---- Trecho selecionado

Desde o fim da Guerra Fria, os Estados Unidos enfrentam um processo contínuo de erosão de sua hegemonia global, impulsionado pela ascensão de novas potências e pela transformação estrutural da ordem internacional. A consolidação da China como potência econômica, tecnológica e geopolítica, o fortalecimento de alianças como os BRICS e a fragmentação do multilateralismo inauguraram um cenário mais competitivo e instável. Nesse novo contexto, setores da política americana — especialmente a extrema direita representada por Donald Trump e seus aliados — optaram por uma estratégia de reconquista baseada não na cooperação, mas na confrontação.

Essa guinada se manifesta por meio de políticas protecionistas, retórica agressiva contra instituições internacionais e tentativas reiteradas de interferência em processos políticos de outros países. A diplomacia cedeu lugar à intimidação; o multilateralismo, à lógica da imposição unilateral. Sob o slogan “America First”, o nacionalismo trumpista busca restaurar o prestígio americano pela via da disrupção: atacar aliados, sabotar blocos concorrentes e desestabilizar governos não alinhados — sobretudo aqueles que representam alternativas democráticas à sua visão de mundo.

Não é exagero dizer que Donald Trump declarou guerra ao mundo — e que a nova ameaça atômica são os tarifaços. Tarifas comerciais, boicotes diplomáticos, manipulação de plataformas digitais, guerra jurídica e desinformação tornaram-se os instrumentos centrais da nova geopolítica. Trata-se de um conflito difuso, que atinge alvos específicos sem o custo e a visibilidade das intervenções militares tradicionais. Visto como extensão da influência chinesa, o BRICS passou a ser tratado como inimigo da hegemonia americana ameaçada. E, dentro dele, o Brasil ocupa um lugar particular — tornando-se alvo preferencial de Trump.

Na América do Sul, o Brasil tornou-se o principal obstáculo ao projeto imperial da extrema direita norte-americana

Aqui, é preciso destacar o lugar específico das Américas na geopolítica trumpista. Segundo aquilo que se pode chamar de corolário Trump da doutrina de Monroe, o continente deve permanecer sob hegemonia exclusiva dos Estados Unidos. Daí se explica a virulência do novo imperialismo, que chega a reivindicar a anexação da Groenlândia e do Canadá. Na América do Sul, o Brasil tornou-se o principal obstáculo ao projeto imperial da extrema direita norte-americana — ao endurecer sua regulação sobre as big techs e buscar alternativas à ordem financeira dominada pelo dólar.

--------
---- Registros fornecidos

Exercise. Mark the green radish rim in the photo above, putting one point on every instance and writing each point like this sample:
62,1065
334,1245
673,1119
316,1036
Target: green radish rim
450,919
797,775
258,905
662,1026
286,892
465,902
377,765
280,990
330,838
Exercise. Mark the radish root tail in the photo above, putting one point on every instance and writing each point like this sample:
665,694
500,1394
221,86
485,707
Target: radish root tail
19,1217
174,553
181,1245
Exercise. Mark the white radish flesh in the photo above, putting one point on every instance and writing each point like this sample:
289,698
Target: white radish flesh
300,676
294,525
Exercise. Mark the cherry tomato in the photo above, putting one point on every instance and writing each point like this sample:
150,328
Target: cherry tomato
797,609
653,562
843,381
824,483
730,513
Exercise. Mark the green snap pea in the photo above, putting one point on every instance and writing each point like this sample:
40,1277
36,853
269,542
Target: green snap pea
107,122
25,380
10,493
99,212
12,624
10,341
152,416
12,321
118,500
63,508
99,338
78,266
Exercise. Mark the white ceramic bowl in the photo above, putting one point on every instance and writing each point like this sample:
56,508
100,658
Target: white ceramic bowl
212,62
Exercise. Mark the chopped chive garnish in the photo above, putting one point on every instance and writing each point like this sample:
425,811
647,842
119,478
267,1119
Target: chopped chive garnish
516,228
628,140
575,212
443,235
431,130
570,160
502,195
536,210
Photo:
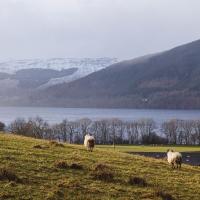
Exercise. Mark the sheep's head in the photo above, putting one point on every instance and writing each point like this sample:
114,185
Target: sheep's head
169,150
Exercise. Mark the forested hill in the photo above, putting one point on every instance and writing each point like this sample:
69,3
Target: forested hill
170,79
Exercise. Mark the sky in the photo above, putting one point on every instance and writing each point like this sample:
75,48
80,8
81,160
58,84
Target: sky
123,29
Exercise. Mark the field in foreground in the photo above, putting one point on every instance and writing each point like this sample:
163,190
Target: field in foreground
36,169
149,148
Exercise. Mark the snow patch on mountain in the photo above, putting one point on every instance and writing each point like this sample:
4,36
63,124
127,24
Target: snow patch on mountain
85,67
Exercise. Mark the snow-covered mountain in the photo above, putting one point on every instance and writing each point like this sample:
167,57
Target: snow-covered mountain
83,66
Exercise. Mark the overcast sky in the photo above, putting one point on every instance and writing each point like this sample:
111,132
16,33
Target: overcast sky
95,28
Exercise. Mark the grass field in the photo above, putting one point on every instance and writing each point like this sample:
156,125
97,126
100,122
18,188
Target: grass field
36,169
148,148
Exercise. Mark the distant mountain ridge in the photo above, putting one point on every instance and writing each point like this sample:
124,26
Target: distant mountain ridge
169,79
20,78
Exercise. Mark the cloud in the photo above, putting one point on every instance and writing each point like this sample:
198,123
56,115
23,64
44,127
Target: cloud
94,28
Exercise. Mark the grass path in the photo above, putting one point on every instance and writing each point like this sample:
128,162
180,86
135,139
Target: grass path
41,179
148,148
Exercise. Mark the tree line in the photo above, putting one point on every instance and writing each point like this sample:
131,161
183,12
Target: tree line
109,131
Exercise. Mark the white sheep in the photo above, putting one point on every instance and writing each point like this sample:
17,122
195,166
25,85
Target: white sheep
89,142
174,158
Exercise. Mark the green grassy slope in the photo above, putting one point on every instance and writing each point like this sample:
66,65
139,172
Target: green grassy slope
41,179
148,148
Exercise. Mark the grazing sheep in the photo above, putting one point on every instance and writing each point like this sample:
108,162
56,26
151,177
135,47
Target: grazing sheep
89,142
174,158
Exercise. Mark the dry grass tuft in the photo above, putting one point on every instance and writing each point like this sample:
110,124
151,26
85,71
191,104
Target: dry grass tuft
103,172
56,144
163,195
134,180
76,166
61,164
38,146
8,174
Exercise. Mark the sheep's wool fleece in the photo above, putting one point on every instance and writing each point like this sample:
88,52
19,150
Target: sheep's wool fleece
171,156
87,137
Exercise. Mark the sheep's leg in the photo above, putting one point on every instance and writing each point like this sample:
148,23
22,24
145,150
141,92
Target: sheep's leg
172,165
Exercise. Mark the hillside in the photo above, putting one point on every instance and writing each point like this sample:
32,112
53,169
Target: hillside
20,78
170,79
42,170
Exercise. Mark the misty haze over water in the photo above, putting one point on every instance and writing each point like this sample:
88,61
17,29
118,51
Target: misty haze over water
56,115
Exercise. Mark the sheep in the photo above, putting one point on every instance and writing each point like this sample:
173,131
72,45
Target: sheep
89,142
174,158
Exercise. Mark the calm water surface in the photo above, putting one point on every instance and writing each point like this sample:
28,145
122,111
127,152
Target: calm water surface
54,115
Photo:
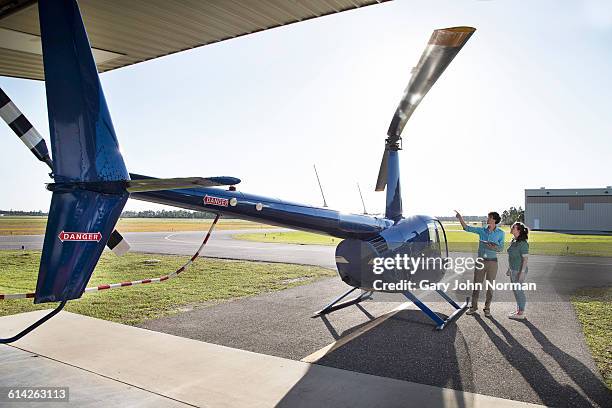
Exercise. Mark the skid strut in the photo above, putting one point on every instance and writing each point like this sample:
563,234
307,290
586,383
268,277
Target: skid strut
440,323
334,305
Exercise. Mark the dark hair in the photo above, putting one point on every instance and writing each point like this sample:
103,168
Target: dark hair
495,216
523,231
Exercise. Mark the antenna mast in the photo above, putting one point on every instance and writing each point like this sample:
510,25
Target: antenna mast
321,188
362,202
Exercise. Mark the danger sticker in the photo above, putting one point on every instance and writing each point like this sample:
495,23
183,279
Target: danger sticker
222,202
80,236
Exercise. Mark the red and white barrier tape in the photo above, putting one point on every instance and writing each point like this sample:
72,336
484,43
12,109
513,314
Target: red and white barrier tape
132,283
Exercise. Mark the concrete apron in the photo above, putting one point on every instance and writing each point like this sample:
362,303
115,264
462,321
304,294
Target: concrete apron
203,374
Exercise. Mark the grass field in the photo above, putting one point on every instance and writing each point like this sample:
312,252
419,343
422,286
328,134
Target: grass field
540,243
36,225
206,281
594,310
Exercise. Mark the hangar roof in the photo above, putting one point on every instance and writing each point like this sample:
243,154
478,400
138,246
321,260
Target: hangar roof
565,192
123,32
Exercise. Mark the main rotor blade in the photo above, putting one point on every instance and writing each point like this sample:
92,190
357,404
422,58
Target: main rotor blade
24,130
381,182
443,46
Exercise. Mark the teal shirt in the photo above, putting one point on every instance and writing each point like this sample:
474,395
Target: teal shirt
516,251
496,236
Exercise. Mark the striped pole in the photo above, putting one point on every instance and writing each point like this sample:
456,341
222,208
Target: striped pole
22,127
133,283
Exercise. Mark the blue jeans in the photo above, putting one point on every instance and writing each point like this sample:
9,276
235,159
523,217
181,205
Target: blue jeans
519,294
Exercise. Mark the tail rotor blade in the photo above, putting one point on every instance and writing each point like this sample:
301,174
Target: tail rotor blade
24,130
381,182
443,46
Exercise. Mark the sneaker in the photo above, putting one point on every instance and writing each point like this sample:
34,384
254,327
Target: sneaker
517,316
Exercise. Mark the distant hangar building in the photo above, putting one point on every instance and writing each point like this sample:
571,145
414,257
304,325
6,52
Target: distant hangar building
585,210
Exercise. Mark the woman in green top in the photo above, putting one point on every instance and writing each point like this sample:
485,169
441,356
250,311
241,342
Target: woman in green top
517,258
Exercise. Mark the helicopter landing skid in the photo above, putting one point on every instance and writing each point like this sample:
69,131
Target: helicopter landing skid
440,323
334,305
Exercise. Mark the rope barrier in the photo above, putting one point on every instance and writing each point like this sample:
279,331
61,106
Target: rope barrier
132,283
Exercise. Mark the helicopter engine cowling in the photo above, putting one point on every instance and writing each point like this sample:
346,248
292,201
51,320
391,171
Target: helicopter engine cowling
392,256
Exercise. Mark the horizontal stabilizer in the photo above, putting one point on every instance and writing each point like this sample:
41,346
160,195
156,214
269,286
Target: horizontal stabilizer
154,184
118,244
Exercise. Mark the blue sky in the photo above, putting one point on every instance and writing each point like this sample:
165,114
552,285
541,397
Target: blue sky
525,104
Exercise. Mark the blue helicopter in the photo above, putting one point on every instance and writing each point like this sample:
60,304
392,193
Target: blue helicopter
91,183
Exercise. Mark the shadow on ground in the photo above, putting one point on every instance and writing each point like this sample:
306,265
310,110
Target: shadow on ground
503,358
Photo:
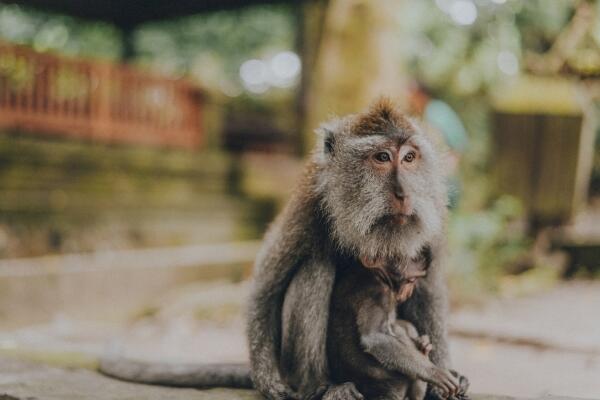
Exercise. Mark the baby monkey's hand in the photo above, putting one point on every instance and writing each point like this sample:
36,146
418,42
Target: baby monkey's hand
424,345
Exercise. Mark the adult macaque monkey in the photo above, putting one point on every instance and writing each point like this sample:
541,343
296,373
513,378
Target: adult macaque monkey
374,189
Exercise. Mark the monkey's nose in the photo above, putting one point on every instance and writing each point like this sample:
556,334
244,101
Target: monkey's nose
399,193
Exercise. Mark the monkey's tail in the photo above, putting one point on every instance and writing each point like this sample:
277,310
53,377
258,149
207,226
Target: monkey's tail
177,375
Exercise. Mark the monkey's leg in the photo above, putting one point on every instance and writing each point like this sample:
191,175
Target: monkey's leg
305,317
427,309
417,390
407,360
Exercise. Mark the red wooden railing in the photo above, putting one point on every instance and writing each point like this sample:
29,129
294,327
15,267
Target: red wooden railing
52,95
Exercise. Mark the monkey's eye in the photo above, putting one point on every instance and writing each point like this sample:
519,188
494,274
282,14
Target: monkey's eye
383,156
410,157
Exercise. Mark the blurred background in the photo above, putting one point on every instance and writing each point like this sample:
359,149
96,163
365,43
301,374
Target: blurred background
145,147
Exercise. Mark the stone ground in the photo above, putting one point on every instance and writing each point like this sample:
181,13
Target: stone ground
539,345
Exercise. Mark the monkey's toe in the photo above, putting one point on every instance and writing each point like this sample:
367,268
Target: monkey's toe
345,391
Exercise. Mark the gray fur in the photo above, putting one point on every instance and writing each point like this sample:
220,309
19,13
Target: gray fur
340,209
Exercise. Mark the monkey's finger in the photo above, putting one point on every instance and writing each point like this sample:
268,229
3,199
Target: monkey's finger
356,393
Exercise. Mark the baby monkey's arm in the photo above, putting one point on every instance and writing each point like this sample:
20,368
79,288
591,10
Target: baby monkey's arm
398,353
404,328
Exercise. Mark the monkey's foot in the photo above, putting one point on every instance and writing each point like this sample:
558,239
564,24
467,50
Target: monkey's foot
424,344
463,382
345,391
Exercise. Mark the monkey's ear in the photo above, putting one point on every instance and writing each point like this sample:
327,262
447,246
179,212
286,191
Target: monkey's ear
328,141
326,137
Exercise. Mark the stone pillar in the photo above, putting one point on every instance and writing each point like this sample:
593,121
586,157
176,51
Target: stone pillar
357,60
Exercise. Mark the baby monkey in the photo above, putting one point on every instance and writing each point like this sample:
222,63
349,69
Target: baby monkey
384,357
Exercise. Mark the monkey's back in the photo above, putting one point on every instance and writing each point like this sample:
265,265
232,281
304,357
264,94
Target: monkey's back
356,288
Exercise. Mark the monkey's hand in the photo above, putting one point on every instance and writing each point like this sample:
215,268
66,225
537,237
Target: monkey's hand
424,344
444,381
437,393
345,391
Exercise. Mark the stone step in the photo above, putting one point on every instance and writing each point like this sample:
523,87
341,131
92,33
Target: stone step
110,285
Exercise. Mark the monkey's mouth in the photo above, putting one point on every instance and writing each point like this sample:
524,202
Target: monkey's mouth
403,219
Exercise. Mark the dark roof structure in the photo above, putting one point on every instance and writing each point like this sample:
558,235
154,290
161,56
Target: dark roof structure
127,14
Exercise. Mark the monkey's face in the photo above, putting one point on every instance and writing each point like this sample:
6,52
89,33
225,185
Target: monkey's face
383,189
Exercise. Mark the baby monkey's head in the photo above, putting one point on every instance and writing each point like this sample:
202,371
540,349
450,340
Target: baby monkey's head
401,275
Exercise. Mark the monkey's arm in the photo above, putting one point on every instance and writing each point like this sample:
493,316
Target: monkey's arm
272,274
283,252
399,353
427,309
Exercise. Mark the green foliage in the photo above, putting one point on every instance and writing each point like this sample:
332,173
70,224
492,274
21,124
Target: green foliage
461,60
211,47
46,32
486,244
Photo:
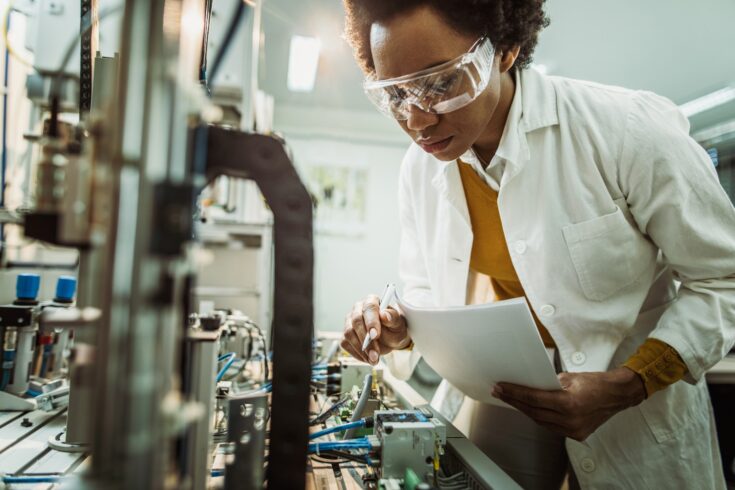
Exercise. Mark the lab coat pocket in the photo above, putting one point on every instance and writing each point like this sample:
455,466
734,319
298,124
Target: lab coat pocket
608,254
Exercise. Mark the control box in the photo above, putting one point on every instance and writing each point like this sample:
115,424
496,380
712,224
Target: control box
408,439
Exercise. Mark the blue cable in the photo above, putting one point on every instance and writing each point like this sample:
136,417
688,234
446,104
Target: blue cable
4,156
361,443
227,365
31,479
339,428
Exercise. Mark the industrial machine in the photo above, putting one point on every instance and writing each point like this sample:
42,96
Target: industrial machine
125,364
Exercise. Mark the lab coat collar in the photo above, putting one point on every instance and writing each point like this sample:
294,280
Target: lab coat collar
539,101
533,107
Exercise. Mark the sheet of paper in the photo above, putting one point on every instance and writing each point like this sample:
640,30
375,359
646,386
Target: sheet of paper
474,347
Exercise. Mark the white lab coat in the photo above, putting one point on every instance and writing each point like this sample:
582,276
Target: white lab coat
605,201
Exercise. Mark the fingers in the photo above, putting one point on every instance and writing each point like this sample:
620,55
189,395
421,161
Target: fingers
371,316
550,400
540,415
351,341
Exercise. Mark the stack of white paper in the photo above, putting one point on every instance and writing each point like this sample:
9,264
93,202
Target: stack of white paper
474,347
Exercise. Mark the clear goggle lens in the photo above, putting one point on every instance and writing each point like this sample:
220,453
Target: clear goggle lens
437,90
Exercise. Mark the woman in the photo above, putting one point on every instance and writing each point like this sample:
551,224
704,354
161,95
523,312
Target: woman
589,201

--------

Exercício proposto → Apresente a continuação do trecho sobre a ofensiva de Trump contra o Brasil e os BRICS, começando logo após a última frase. Os registros são um material à parte, sem relação com o trecho.

Em resposta →
Para compreender a intensidade do ataque dos Estados Unidos ao Brasil — o único movido exclusivamente por motivações políticas — é preciso considerar as transformações ocorridas aqui nas últimas três décadas. O Brasil deixou de ser uma república das bananas. Consolidou sua democracia. Beneficiou-se, ainda que imperfeitamente, da redução das assimetrias entre os países cêntricos e os periféricos. Tornou-se um dos principais defensores, no Sul Global, de uma ordem internacional multipolar. Hoje, preside os BRICS — bloco que desafia a centralidade do G7 e propõe reformas nas instituições financeiras internacionais. E, sobretudo, superou uma tentativa de ruptura institucional promovida internamente por forças de extrema direita fortemente influenciadas pelo trumpismo.

É por isso que se tornou alvo. Trump é o papa de uma Internacional Neofascista — ou Reacionária — impulsionada ideologicamente por Steve Bannon e composta por aliados como Javier Milei, Viktor Orbán, Santiago Abascal e André Ventura. Essa coalizão informal opera por meio de estratégias coordenadas: mobilização digital — ancorada em plataformas do Vale do Silício —, difusão de teorias conspiratórias, deslegitimação de instituições democráticas e apoio internacional direto a lideranças populistas de perfil autoritário.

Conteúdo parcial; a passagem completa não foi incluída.